— Task statement —
Reproduce every one of the following records word for word, without changing any line.

— Source records —

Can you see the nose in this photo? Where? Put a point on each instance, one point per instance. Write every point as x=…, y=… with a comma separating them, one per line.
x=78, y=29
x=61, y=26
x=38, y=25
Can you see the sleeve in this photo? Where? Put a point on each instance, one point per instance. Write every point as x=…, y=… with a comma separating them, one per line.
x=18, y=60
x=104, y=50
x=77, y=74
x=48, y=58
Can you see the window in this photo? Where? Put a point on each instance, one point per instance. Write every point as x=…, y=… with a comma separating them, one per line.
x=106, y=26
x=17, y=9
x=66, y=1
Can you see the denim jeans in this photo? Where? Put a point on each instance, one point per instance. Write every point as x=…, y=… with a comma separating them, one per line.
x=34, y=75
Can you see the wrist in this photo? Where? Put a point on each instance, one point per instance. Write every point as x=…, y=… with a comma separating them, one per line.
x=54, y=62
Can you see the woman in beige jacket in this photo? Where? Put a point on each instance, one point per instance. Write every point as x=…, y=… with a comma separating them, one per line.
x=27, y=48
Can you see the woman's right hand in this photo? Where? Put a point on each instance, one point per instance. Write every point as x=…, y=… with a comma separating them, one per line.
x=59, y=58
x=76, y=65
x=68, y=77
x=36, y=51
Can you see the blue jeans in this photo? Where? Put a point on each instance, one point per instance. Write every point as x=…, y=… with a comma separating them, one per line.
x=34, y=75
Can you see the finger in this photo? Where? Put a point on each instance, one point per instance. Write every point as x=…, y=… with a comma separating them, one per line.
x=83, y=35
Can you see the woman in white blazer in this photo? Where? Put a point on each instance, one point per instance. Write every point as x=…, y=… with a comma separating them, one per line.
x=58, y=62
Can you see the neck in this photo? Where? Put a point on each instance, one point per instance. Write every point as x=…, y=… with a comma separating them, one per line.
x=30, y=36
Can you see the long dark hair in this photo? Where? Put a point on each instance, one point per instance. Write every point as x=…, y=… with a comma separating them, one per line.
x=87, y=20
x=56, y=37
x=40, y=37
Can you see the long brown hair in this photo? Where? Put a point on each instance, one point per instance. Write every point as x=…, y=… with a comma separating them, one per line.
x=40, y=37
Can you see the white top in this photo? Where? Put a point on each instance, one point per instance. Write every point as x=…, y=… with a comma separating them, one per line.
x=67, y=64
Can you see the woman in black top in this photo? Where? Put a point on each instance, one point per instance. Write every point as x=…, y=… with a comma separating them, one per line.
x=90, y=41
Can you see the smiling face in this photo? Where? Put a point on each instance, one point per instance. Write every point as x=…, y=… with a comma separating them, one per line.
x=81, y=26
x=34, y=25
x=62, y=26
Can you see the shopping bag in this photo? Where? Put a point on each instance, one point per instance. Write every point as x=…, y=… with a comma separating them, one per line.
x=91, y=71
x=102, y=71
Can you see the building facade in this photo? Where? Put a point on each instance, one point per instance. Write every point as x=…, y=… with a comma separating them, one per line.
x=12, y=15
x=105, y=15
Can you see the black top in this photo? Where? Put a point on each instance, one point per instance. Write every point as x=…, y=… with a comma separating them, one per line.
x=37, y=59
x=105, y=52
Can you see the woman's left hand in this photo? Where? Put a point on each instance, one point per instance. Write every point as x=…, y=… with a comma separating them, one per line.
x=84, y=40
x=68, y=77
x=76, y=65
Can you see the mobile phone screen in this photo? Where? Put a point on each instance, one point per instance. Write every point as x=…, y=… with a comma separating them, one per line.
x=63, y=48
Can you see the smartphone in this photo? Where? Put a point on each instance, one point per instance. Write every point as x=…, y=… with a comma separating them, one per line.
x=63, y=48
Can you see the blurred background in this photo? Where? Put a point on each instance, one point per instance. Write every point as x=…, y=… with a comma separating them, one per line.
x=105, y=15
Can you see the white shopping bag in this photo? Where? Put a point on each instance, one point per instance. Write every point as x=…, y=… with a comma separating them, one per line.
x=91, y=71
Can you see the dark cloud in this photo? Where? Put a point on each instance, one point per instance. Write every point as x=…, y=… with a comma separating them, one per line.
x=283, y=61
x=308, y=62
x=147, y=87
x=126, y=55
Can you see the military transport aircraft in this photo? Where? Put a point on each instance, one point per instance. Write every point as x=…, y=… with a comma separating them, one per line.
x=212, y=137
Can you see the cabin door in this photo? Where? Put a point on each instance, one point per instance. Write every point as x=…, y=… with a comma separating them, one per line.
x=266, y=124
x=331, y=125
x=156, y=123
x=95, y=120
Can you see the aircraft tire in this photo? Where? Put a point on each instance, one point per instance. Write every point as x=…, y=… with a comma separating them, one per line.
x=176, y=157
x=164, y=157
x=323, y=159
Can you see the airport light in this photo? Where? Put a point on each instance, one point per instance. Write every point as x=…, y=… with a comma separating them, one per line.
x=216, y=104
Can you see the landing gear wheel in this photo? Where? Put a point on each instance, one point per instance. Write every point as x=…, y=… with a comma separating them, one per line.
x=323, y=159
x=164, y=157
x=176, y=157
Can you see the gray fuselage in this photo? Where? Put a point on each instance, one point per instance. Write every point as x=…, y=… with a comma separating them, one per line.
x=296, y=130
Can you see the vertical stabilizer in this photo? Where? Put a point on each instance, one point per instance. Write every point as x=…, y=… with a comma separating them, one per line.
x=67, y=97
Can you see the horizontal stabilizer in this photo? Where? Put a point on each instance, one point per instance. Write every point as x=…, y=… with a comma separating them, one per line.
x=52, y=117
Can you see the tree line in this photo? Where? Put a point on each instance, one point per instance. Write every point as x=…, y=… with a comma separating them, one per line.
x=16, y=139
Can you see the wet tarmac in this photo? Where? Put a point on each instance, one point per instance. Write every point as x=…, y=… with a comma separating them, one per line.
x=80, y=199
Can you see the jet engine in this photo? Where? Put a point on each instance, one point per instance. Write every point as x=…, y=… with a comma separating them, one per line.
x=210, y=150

— Written answer —
Can you see the nose in this photo? Where? Put a point on each instance, one point per instance. Write every point as x=…, y=… with a comma separating them, one per line.
x=78, y=29
x=61, y=26
x=38, y=25
Can you see the sleeve in this photo? Where? Put a point on each instance, one point per instance. Write every point as x=…, y=… with a comma separating them, one per line.
x=18, y=60
x=104, y=50
x=77, y=74
x=48, y=58
Can you see the window in this photo? Where? Put a point on each instance, one point per instance. Write every point as x=…, y=… with a comma separating them, one per line.
x=106, y=26
x=17, y=9
x=66, y=1
Can you see the denim jeans in this photo? Where? Put a point on each instance, one point per instance. Write every point as x=…, y=… with a comma separating them, one per line.
x=34, y=75
Can you see the wrist in this photo? Where? Put a point on each instance, one point per instance. Write every point as x=…, y=… with a comma separating them, one per line.
x=54, y=62
Can you see the woman in beige jacket in this photo? Where? Put a point on each instance, one point per instance. Write every point as x=…, y=… with a comma separating them, one per line.
x=27, y=48
Can you see the woman's right hand in this photo? Where? Put a point on each instance, one point per instance. Write every point as x=…, y=… with a comma separating them, one per line.
x=59, y=58
x=76, y=65
x=68, y=77
x=36, y=51
Can you see the blue jeans in this photo? Where? Put a point on each instance, one point per instance. Write every point as x=…, y=… with a comma separating them, one per line.
x=34, y=75
Can you see the finger in this photo? Where? Put a point on each instance, one point per instance. Write every point as x=…, y=… with a comma separating them, one per line.
x=83, y=35
Can you see the woman in white blazer in this photo? Where? Put a point on each instance, one point per instance. Write every point as x=…, y=… with a comma separating them, one per line.
x=58, y=62
Can you see the neck in this photo? Where? Put a point on each instance, one point per instance. Write every point as x=…, y=… with a comma separating them, one per line.
x=30, y=36
Can you see the long dark hair in this photo? Where? Put a point on each instance, one point per instance. Write every point as x=…, y=… with a comma separating them, one per line.
x=87, y=20
x=56, y=37
x=40, y=37
Can you see the long brown hair in this photo? Where? Put a point on each instance, one point per instance. Write every point as x=…, y=… with a comma separating them, one per line.
x=40, y=37
Can you see the white top in this photo? Where? Put a point on each instance, one point per instance. Write every point as x=…, y=… with a comma separating them, one per line.
x=67, y=64
Can you see the woman in black top in this photo? Where? Put a point on each instance, one point per instance. Write every point as x=…, y=… with a comma separating them, one per line.
x=90, y=41
Can you see the smiling face in this photo? Where? Put a point on each instance, one point per instance. Write every point as x=…, y=… with a comma separating them, one per line.
x=81, y=26
x=34, y=25
x=62, y=26
Can you see the shopping bag in this photo? Where? Put a point on each instance, one point per instance. Write every point as x=…, y=… with a comma separating them, one per line.
x=91, y=71
x=102, y=71
Can you see the building facade in this photo? Where? Put a point on each instance, one point per instance. Write every point as x=…, y=… with a comma separating them, one per line.
x=12, y=15
x=105, y=15
Can you see the black top in this photo? Where? Put a point on each instance, one point per instance. Write every point as x=…, y=… with a comma separating them, one per line.
x=37, y=59
x=105, y=52
Can you see the woman's left hand in this photo? Where? Put a point on each instance, one point per instance. Write every point as x=…, y=… with a comma separating them, one per line.
x=84, y=40
x=68, y=77
x=76, y=65
Can you see the mobile phone screen in this photo? Where? Put a point on each instance, one point per instance. Write every point as x=…, y=… with a comma separating them, one per line.
x=63, y=48
Can you see the smartphone in this photo? Where? Put a point on each instance, one point per instance. Write every point as x=…, y=… with a comma separating them, one per line.
x=63, y=48
Can you see the blurred background in this photo? Where? Put a point on each instance, one point per instance. Write every point as x=…, y=… with a comma separating them, one per line.
x=105, y=15
Can you see the white shopping bag in this photo? Where? Put a point on each instance, one point per instance. Write every point as x=…, y=… with a comma separating them, one per line.
x=91, y=71
Can you see the dark cloud in this photo? Where? Put a point on each instance, one point per instance. Write every point as x=…, y=… with a comma separating them, one per line.
x=283, y=61
x=308, y=62
x=147, y=87
x=126, y=55
Can you see the military transport aircraft in this photo? Where? Put a point on each instance, one point per instance. Write every point as x=…, y=… with a comma separating them, one per line.
x=212, y=137
Can you see the cabin door in this photo? Where? Put a point on each instance, one point per instance. Write every point as x=…, y=… with a comma separating them, one per line.
x=266, y=124
x=331, y=125
x=156, y=123
x=95, y=120
Can you see the aircraft tire in this photo? Where? Put a point on each instance, one point per instance. Write every point as x=…, y=… with a comma separating them, one per line.
x=176, y=157
x=164, y=157
x=323, y=159
Can you see the airport light in this photo? Where? Put a point on each instance, one point per instance. Write every point as x=…, y=… with a comma separating them, one per line.
x=216, y=104
Can you see the landing gear wheel in this photo? Where? Put a point on each instance, one point per instance. Write every point as x=…, y=… with a comma separating them, one per line.
x=323, y=159
x=164, y=157
x=176, y=157
Can you see the gray fuselage in this photo? Where? Put a point on each instance, one point per instance. Write every point as x=…, y=… with a comma separating them, one per line.
x=296, y=130
Can you see the vertical stabilizer in this photo? Where? Put a point on each instance, one point per instance. Write every point as x=…, y=… with a comma separating them, one per line.
x=67, y=97
Can you see the horizontal stabilizer in this photo? Where? Put a point on each instance, one point per instance. Write every point as x=…, y=… with a comma separating them, one per line.
x=52, y=117
Can you see the tree line in this photo? Where? Put a point on each instance, one point per instance. Write every point as x=…, y=… with a comma separating them, one per line.
x=16, y=139
Can you see the wet tarmac in this photo? Where? Put a point on each instance, one point per instance. Write every point as x=…, y=… with a comma separating them, one per line.
x=80, y=199
Can you see the jet engine in this photo? Where? Put a point on each instance, one point per instance. Write every point as x=…, y=… with a comma separating them, one per line.
x=210, y=150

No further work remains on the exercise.